▶ **Work to complete**:
[A] According to the passage about Chicago in the 1920s, the importation of what product skyrocketed?
[B] Reproduce word for word the part of the passage about Chicago in the 1920s starting with "The WCTU and" and going on through "almost limitless wealth.".

▶ **Text to read**:
..............................

Graham deserves credit for emphasizing the social context of the era. Even in Chicago the decade was far more than a ten-year shooting spree. It was a time of advances for women, who won the right to vote in 1920. It was a golden age for jazz musicians, who flourished in the wide-open atmosphere of speakeasies and nightclubs. It was a time when a resurgent Ku Klux Klan spread poison in reaction to the candidacy of the Catholic Al Smith.
The exhibit points to Prohibition as the engine that drove the gangster era. Campaigners against demon rum had been marching since the Civil War. Carry Nation served as a colorful standard-bearer. In 1900 she campaigned through the saloons of dry Kansas with her ax and her battle cry “Smash! Smash! For Jesus’ sake, smash!” She would later re-enact her harangues for vaudeville audiences.
More influential was Frances Willard, who led the Woman’s Christian Temperance Union from 1879 until her death a generation later, tying the issue to women’s rights. Her home in nearby Evanston is preserved as a museum.
The WCTU and the later Anti-Saloon League were the foundation of what would be the most aggressive lobbying campaign of the time, a prototype of the modern special-interest movement. They cowed Congress into passing the Eighteenth Amendment in 1917. The states quickly ratified it. “No tendency is quite so strong in human nature,” said William Howard Taft, “as the desire to lay down rules of conduct for other people.”
Chicago, populated by hard-drinking Irishmen, Germans, and Poles, ignored Prohibition from the start. Many saloons simply kept operating. More secretive speakeasies joined them, as did blind pigs—grocery or hardware stores that fronted for grogshops. The importation of juniper oil, used to flavor homemade “gin,” skyrocketed. For those with political connections and a propensity toward lawbreaking, a career as a bootlegger offered almost limitless wealth.
The city was far from innocent when the decade opened. Chicago has been a hustler’s town from the time the first traders bought pelts from the Indians at Fort Dearborn. A city, the writer Nelson Algren said, “that was to forge, out of steel and blood red neon, its own peculiar wilderness.”

..............................

▶ **Recorded information**:
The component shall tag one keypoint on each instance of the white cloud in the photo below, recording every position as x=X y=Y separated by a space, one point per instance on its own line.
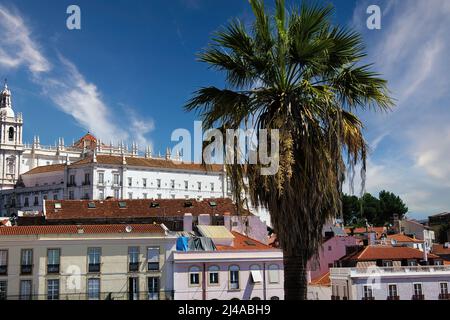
x=65 y=85
x=17 y=47
x=411 y=51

..............................

▶ **Solutions**:
[A] Juniper oil, which was used to flavor homemade "gin."

[B]
The WCTU and the later Anti-Saloon League were the foundation of what would be the most aggressive lobbying campaign of the time, a prototype of the modern special-interest movement. They cowed Congress into passing the Eighteenth Amendment in 1917. The states quickly ratified it. “No tendency is quite so strong in human nature,” said William Howard Taft, “as the desire to lay down rules of conduct for other people.”
Chicago, populated by hard-drinking Irishmen, Germans, and Poles, ignored Prohibition from the start. Many saloons simply kept operating. More secretive speakeasies joined them, as did blind pigs—grocery or hardware stores that fronted for grogshops. The importation of juniper oil, used to flavor homemade “gin,” skyrocketed. For those with political connections and a propensity toward lawbreaking, a career as a bootlegger offered almost limitless wealth.